◆ SUPPLIED RECORDS
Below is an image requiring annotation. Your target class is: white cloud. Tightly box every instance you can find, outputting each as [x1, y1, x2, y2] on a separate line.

...

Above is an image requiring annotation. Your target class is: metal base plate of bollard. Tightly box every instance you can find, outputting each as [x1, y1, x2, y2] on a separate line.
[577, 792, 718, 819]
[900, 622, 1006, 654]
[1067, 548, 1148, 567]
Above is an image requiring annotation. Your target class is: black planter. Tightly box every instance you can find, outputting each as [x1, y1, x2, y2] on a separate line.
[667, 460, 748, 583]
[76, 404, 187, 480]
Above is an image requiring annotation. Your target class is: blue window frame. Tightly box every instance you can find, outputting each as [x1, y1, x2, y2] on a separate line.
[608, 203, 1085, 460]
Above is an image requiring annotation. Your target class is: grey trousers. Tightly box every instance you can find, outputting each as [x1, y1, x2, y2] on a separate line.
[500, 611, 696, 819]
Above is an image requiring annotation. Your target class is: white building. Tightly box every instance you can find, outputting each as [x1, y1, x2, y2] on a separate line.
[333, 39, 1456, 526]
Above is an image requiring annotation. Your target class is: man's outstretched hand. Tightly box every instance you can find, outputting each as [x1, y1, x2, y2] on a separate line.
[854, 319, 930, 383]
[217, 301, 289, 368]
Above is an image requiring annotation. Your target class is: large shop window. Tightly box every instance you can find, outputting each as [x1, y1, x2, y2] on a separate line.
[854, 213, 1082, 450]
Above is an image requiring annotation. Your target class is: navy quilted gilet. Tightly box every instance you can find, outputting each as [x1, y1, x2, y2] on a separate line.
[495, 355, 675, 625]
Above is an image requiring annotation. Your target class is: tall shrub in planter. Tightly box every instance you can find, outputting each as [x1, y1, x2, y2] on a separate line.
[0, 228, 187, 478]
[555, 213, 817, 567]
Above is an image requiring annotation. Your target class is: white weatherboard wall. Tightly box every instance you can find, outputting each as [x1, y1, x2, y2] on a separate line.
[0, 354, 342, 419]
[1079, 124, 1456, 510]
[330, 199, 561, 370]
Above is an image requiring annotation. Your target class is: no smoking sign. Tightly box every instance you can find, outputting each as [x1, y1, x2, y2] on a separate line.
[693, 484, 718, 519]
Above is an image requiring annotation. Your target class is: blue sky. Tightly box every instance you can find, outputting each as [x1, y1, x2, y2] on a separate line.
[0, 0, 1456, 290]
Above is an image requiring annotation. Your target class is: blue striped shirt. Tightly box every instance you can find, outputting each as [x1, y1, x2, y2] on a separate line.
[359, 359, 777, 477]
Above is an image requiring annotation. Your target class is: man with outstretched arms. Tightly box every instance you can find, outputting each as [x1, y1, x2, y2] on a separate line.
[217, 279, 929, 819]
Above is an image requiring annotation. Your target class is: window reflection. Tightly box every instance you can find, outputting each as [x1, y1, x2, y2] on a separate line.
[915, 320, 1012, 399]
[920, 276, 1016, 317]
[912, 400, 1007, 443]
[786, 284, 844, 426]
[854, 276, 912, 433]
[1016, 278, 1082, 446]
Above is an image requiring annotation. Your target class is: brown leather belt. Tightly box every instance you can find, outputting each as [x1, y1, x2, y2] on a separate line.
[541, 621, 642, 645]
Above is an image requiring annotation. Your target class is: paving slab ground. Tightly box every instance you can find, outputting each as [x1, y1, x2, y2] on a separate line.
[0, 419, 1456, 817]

==

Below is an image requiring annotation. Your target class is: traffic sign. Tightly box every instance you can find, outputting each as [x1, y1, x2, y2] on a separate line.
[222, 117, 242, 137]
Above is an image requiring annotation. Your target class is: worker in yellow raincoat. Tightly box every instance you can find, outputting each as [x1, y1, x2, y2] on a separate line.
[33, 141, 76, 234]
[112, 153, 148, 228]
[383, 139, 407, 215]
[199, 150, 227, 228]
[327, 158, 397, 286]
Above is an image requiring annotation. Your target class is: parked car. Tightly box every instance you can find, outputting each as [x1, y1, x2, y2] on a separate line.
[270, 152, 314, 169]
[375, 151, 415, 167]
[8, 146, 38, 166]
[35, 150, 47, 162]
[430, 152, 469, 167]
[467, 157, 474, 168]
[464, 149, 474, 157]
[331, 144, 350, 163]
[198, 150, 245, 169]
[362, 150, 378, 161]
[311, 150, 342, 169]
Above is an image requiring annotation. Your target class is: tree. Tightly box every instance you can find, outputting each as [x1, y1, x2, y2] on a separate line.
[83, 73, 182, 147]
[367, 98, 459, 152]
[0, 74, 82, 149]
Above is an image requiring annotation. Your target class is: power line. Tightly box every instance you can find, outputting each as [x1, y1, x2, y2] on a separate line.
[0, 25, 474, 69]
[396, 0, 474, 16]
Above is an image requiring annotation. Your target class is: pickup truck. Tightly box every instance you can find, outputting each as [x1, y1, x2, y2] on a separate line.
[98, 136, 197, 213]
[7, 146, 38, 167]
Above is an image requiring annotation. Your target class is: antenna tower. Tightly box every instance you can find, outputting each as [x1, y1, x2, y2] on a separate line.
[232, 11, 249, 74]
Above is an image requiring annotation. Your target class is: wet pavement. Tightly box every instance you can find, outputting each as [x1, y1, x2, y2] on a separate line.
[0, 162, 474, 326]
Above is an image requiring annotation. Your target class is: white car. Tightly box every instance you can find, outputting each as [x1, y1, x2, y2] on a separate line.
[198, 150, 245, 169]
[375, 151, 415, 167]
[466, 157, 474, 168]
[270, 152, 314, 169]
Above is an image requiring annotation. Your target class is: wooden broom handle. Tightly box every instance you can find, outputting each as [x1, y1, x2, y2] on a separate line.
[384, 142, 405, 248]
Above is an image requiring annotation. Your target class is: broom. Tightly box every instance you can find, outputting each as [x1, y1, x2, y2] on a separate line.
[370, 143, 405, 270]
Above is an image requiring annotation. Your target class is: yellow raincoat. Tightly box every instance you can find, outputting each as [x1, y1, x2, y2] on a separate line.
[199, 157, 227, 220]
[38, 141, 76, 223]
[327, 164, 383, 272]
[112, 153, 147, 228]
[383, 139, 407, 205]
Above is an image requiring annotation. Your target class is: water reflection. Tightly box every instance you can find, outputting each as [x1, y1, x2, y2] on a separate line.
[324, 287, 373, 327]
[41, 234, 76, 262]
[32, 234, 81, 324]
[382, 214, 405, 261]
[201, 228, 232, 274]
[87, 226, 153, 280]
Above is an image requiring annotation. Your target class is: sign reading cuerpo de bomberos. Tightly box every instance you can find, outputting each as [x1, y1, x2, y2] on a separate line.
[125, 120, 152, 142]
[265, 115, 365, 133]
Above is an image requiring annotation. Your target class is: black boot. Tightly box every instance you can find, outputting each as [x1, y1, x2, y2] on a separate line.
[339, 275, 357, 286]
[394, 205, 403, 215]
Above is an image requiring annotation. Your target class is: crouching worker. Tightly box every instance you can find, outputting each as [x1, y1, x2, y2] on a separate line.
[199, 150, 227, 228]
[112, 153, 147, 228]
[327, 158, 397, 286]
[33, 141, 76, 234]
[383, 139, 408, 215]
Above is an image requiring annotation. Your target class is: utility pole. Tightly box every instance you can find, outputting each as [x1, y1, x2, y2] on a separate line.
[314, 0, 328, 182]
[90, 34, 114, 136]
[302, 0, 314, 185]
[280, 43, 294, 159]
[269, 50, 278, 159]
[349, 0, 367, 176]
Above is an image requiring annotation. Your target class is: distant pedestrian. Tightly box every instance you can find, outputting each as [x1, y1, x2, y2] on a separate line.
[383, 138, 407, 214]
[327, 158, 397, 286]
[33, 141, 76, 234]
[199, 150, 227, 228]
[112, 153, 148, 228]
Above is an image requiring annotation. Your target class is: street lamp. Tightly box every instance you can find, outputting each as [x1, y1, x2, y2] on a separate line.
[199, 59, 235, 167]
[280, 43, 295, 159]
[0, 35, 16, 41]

◆ TASK DIRECTIONS
Revise the part of the listing that opens with the line containing "class is: grey" and closes with the line containing "[500, 611, 696, 819]" by replacing "grey trousers" with "charcoal trousers", leaving everything else unchanged. Return only those lines.

◆ RESPONSE TO THE EXERCISE
Above is an image requiring annotation. Your target class is: charcoal trousers. Tightly box every instance you can find, outputting each as [x1, y1, x2, y2] on a separate line.
[500, 611, 696, 819]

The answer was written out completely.